| Exercise prompt |
Reproduce the passage of the news story about Nikita the Great Dane word for word, starting at "Her five dogs, including" and ending at "find any cuts.".

A dog in Campbell County died last week of necrotizing fasciitis, also known as flesh-eating bacteria.
The dog, a 6-year-old Great Dane named Nikita, had been bitten by a feral cat that got into Dana and Christine Williams’ yard.
Cases of flesh-eating bacteria in animals is extremely rare, said Dr. Darren Lynde, a veterinarian at Animal Medical Center.
“It’s beyond random. I’ve done this for 20 years, and never seen this particular situation and probably never will again,” said Lynde, who was one of several vets who tried to help Nikita at the center. “Most cats and dogs just clear the infection on their own.”
While Nikita was bitten by a feral cat, Lynde said most likely the infection came from some other source besides the cat.
“It’s extremely rare for it to go from animal to animal, or animal to person,” Lynde said. “It’s incredibly rare but it has been shown it can go animal to animal.”
Three human cases of flesh-eating bacteria were confirmed by Campbell County Memorial Hospital last Friday. Lynde said those cases were not related to Nikita’s infection.
“It’s random and incredibly unfortunate coincidence” that this case occurred during the same time as human cases were reported, Lynde said. “It tends to cause a lot of ‘scare your socks off stuff’ and it’s not warranted. ... My dog sleeps with my kids and we’re all fine with that.”
He said what most likely happened was the staphylococcus A bacteria that caused the infection was present on the dog’s body or in the dirt. The cat bite allowed the bacteria to get into the bloodstream, where it began to eat away at Nikita’s flesh.
“Two weeks ago Monday, I came home from work and I heard this cat screaming,” said Christine Williams.
Her five dogs, including Nikita, were playing with a feral cat like it was a toy, she said.
“I knew it could have rabies and I didn’t want the cat to suffer,” she said. When she went to get her rifle to put the cat out of its misery, she heard one of the dogs yip as though it had been bitten. When she examined the dogs, she couldn’t find any cuts.
But the next day, Nikita began to limp.
“By that night, she could hardly walk on that foot,” Williams said.
Nikita’s leg than began to swell to four times its normal size. They tried to ice her leg to help the swelling.

[Natural-language object grounding data]
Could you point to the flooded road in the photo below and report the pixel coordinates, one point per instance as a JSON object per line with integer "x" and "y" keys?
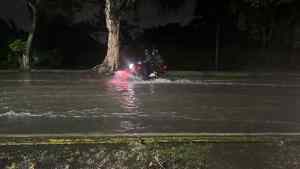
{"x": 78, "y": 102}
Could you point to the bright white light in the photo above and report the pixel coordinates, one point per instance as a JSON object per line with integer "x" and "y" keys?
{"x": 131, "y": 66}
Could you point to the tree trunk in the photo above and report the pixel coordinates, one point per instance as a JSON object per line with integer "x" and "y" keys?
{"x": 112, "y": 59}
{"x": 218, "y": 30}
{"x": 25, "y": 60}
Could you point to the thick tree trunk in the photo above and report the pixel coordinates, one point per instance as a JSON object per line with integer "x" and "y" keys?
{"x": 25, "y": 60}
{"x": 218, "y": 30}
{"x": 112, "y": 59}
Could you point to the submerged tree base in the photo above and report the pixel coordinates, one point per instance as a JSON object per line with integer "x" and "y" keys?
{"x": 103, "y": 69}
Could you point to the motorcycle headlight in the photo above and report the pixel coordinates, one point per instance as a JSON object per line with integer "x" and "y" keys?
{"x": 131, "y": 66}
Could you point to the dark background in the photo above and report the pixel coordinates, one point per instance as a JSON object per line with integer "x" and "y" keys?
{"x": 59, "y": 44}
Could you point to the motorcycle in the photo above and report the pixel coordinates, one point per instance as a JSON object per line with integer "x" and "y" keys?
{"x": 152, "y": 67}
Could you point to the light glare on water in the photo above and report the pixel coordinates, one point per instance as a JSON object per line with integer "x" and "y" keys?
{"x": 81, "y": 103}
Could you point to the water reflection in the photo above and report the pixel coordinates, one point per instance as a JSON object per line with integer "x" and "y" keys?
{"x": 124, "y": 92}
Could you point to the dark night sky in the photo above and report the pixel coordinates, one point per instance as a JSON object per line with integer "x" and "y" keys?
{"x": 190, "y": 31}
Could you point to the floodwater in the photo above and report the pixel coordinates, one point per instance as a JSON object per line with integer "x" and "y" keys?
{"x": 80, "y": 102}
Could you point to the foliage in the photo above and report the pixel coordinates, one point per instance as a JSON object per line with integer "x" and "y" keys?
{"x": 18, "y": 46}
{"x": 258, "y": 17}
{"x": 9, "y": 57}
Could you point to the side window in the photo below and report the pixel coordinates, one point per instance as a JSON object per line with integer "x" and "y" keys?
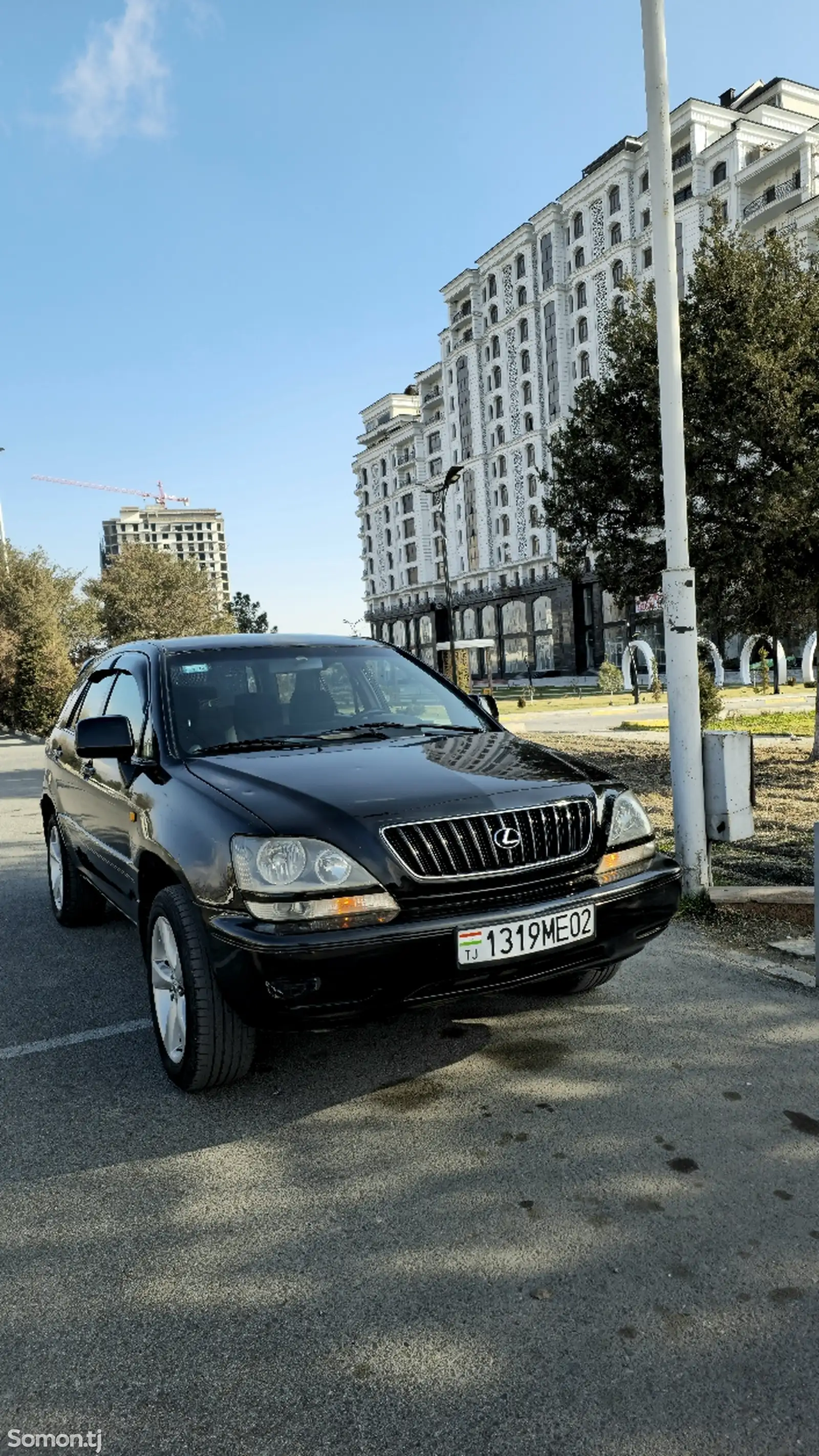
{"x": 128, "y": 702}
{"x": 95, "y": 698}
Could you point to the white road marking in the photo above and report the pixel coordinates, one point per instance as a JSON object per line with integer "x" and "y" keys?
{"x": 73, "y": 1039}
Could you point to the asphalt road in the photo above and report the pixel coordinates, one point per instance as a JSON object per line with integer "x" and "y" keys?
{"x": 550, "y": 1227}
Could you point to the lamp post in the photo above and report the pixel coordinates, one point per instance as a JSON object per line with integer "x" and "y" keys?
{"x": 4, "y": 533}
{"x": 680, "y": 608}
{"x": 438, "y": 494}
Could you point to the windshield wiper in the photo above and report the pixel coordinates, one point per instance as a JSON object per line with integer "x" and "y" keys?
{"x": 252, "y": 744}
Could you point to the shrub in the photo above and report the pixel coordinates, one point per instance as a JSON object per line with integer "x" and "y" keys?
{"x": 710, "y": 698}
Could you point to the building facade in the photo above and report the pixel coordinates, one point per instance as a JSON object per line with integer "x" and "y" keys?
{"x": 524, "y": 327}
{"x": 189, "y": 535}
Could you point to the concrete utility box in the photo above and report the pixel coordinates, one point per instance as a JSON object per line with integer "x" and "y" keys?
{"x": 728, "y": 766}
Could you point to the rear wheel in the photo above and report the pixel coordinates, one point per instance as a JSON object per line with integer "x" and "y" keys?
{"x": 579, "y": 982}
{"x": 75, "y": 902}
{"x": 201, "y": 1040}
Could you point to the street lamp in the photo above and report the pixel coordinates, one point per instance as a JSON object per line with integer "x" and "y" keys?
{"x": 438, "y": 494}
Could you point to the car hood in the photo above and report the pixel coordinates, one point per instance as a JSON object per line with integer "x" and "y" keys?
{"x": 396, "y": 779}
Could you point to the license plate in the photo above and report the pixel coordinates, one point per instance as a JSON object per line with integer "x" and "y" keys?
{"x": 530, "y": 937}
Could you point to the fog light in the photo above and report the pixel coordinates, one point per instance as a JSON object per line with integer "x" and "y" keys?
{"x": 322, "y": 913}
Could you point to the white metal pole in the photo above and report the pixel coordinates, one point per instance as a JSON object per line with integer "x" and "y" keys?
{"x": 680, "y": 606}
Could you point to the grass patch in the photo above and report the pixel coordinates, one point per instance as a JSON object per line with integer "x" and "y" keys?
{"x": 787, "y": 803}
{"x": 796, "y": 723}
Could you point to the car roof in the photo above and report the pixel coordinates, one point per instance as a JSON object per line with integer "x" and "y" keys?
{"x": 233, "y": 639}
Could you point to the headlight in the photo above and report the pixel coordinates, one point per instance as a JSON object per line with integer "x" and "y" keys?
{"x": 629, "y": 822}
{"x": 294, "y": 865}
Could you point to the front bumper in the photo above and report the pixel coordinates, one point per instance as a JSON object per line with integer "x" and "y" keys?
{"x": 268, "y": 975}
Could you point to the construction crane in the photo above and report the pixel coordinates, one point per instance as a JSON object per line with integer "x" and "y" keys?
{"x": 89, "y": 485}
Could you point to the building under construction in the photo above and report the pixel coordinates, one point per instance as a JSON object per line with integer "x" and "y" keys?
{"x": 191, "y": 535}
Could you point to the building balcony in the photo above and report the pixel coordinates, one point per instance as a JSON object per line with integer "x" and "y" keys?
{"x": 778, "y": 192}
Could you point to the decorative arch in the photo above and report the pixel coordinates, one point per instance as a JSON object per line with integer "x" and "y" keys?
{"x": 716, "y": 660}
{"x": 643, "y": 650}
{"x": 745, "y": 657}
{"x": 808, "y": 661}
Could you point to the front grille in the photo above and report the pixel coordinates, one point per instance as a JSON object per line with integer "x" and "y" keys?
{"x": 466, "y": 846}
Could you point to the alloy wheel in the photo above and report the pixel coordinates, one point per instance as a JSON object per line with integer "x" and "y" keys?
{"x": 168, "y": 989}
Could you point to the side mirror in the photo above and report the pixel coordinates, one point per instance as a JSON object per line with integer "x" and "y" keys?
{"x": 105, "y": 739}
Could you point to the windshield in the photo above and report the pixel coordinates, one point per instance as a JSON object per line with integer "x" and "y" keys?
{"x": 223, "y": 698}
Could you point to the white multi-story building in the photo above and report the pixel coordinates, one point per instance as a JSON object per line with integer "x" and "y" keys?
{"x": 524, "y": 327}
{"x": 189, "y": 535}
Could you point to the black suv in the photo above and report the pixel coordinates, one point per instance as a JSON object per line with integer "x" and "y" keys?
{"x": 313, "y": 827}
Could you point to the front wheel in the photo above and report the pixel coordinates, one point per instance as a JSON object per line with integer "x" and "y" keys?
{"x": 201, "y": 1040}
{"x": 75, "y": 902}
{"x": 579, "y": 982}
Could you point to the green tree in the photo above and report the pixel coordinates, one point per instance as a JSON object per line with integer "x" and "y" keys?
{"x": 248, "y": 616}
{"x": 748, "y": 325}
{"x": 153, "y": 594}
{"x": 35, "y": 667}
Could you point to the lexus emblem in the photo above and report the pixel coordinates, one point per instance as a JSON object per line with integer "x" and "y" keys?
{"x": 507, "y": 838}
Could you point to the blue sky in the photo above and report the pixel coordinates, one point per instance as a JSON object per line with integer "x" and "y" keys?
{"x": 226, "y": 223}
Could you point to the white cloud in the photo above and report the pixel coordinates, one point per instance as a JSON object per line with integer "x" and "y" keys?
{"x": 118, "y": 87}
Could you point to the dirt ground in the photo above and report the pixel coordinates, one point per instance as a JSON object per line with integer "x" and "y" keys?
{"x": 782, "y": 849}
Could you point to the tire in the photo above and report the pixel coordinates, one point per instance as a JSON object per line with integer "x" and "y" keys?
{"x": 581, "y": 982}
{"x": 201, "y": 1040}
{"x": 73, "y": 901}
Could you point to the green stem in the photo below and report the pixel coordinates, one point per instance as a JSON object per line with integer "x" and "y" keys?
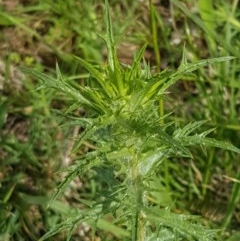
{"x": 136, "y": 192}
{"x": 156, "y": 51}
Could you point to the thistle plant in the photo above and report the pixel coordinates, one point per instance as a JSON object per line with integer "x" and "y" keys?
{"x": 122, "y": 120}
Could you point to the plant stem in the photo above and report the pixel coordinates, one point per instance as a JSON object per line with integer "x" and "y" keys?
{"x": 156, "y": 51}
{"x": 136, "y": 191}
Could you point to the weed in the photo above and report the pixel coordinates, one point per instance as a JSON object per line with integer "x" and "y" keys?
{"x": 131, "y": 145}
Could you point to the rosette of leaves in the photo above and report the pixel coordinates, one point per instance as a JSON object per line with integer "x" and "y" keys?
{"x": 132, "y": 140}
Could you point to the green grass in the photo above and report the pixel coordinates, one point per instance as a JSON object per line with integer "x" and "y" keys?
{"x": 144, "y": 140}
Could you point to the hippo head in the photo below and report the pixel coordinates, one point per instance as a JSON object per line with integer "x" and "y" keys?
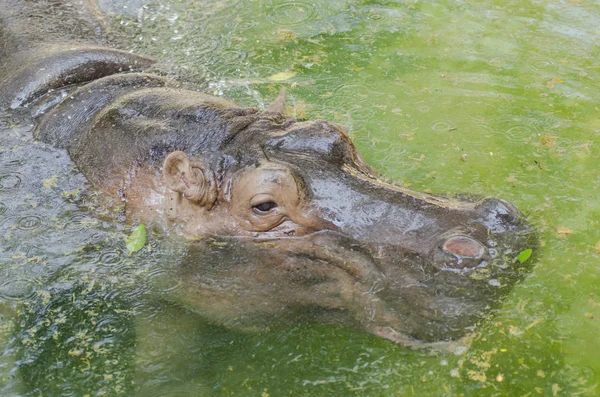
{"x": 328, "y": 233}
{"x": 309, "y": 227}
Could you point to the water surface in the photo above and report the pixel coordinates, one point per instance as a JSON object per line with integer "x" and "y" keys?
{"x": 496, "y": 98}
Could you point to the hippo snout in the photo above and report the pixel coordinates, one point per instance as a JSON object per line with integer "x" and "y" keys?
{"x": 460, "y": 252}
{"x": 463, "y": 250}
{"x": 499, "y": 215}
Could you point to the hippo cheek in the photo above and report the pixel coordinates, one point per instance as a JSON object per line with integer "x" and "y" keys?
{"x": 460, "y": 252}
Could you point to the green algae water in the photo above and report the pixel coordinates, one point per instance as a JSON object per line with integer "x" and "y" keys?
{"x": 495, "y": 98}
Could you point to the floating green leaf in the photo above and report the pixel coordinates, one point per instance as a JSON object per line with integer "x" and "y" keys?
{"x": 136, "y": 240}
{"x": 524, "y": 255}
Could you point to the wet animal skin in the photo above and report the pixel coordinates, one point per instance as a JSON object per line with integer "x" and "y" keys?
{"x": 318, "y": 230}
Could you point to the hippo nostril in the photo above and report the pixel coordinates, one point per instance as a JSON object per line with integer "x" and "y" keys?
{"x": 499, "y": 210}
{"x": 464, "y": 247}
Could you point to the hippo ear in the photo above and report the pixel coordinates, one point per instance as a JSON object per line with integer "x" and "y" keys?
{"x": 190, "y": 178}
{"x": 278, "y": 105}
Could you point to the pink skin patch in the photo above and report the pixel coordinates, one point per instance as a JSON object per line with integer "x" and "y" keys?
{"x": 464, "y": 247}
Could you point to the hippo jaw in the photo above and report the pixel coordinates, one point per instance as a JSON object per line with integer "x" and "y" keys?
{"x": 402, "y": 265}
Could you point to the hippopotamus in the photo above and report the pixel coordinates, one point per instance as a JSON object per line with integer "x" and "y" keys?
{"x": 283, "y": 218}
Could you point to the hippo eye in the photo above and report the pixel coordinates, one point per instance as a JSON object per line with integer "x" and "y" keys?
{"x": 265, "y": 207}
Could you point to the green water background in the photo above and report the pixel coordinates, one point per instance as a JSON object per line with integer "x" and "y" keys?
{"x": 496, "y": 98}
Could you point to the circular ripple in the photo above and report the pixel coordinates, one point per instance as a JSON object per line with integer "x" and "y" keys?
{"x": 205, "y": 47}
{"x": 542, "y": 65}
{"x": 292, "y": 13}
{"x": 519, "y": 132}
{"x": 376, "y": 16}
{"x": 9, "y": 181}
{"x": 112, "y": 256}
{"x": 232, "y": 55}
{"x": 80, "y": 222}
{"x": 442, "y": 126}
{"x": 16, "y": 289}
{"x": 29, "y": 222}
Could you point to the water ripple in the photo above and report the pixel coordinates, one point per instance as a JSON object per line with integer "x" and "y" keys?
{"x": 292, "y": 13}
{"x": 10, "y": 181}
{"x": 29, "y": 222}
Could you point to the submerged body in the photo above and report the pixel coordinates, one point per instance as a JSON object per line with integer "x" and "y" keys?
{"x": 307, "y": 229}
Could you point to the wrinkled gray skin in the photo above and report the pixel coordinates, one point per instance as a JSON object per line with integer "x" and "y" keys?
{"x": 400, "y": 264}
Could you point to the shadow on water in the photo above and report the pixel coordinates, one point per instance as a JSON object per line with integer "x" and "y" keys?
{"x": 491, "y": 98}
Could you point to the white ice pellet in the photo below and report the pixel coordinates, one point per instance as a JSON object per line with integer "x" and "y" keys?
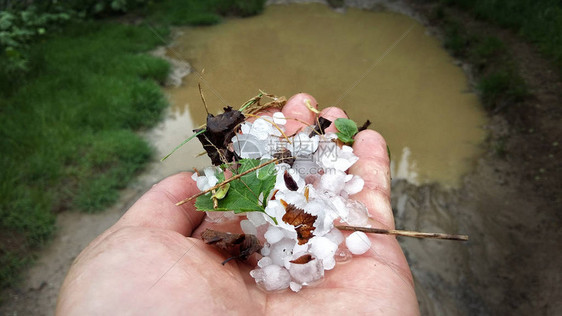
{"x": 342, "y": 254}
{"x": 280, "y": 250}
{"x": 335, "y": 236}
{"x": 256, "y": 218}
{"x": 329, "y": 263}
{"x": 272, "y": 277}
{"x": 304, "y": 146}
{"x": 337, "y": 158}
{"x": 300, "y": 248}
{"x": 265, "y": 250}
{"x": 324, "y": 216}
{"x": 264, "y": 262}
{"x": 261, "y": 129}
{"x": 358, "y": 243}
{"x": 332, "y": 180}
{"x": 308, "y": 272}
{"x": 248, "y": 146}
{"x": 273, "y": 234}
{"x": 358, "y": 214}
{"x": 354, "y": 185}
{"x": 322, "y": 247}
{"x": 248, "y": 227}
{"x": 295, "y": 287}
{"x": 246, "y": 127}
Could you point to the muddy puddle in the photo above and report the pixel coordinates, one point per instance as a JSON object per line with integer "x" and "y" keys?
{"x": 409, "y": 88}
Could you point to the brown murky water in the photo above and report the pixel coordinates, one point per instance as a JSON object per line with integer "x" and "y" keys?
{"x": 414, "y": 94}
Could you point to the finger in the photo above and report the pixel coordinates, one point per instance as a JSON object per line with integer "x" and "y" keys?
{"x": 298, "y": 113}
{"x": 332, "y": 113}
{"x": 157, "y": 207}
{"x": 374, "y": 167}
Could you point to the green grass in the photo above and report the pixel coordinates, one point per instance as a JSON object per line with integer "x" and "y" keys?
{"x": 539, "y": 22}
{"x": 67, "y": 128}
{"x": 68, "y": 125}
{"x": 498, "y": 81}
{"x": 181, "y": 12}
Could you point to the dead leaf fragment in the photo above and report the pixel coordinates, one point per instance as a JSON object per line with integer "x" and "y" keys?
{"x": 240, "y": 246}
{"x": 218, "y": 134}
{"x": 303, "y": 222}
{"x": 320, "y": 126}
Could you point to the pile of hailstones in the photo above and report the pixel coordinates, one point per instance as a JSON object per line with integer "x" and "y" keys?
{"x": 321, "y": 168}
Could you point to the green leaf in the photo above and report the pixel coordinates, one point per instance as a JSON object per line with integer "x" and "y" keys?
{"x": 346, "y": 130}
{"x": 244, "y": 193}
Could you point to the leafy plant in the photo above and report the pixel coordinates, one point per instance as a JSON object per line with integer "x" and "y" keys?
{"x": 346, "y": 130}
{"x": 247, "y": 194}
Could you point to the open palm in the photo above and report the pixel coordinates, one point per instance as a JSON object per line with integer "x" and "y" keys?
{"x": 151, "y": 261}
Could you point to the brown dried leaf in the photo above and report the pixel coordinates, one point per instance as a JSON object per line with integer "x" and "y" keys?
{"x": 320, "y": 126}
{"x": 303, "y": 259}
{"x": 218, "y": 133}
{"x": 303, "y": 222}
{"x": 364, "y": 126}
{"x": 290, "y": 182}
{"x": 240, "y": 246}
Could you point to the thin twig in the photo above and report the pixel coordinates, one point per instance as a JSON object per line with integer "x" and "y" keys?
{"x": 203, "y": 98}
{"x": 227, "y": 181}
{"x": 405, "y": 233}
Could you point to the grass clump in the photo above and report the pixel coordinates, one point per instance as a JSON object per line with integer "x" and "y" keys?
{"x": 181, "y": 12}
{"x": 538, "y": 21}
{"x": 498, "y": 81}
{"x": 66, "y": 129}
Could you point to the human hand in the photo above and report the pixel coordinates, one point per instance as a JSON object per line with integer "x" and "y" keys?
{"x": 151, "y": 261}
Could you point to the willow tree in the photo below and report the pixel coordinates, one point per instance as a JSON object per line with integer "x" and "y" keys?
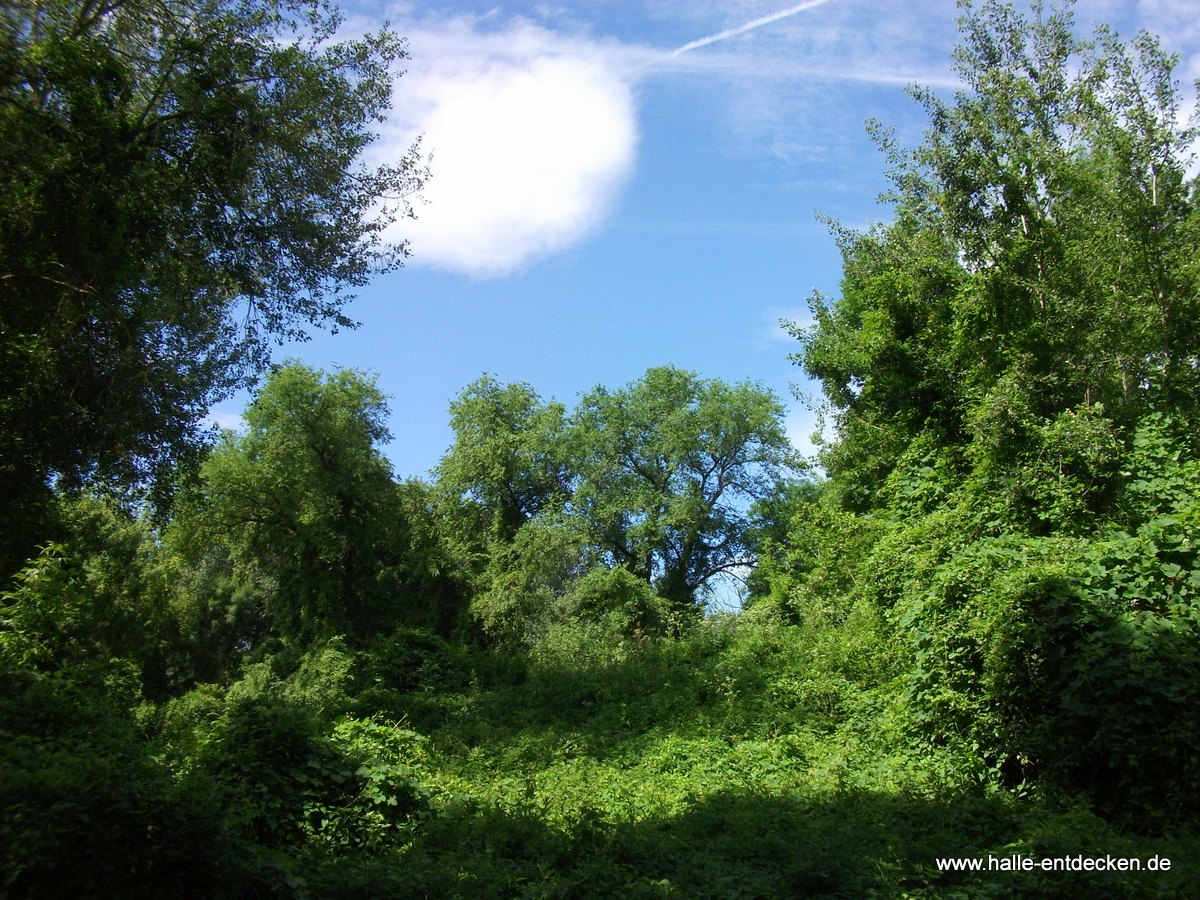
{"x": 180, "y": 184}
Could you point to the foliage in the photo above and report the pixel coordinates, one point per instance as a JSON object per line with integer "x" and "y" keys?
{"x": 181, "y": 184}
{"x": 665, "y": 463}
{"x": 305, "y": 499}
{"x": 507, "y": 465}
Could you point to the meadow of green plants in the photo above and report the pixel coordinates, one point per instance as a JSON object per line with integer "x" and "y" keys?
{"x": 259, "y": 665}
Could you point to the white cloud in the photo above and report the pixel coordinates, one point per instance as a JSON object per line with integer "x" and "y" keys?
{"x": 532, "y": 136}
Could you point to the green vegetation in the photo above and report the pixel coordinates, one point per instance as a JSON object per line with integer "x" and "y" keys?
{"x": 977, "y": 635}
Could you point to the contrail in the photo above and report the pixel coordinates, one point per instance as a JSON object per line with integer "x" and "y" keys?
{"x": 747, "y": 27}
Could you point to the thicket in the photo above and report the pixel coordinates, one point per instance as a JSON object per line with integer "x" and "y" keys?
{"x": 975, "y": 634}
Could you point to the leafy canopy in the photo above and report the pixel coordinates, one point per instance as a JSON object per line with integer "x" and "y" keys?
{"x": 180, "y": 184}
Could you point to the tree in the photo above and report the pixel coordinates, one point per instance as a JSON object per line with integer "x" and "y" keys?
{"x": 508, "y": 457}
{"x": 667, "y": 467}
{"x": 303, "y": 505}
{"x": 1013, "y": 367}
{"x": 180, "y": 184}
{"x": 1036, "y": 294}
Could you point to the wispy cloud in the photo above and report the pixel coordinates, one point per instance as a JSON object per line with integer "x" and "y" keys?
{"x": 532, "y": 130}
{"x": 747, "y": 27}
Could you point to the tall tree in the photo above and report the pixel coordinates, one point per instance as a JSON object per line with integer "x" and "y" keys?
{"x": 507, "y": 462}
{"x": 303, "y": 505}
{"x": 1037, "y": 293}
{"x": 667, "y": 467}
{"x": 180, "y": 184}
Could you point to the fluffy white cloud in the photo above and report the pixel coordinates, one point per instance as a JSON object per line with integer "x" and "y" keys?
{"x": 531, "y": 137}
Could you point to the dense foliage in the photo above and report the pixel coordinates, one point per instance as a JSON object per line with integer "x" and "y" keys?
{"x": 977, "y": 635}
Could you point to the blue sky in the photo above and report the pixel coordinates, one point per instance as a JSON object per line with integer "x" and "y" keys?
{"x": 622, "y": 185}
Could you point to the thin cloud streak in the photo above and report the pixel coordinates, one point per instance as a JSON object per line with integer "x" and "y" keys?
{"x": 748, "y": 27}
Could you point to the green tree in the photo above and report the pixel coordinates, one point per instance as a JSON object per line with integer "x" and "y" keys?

| Answer to the exercise |
Her five dogs, including Nikita, were playing with a feral cat like it was a toy, she said.
“I knew it could have rabies and I didn’t want the cat to suffer,” she said. When she went to get her rifle to put the cat out of its misery, she heard one of the dogs yip as though it had been bitten. When she examined the dogs, she couldn’t find any cuts.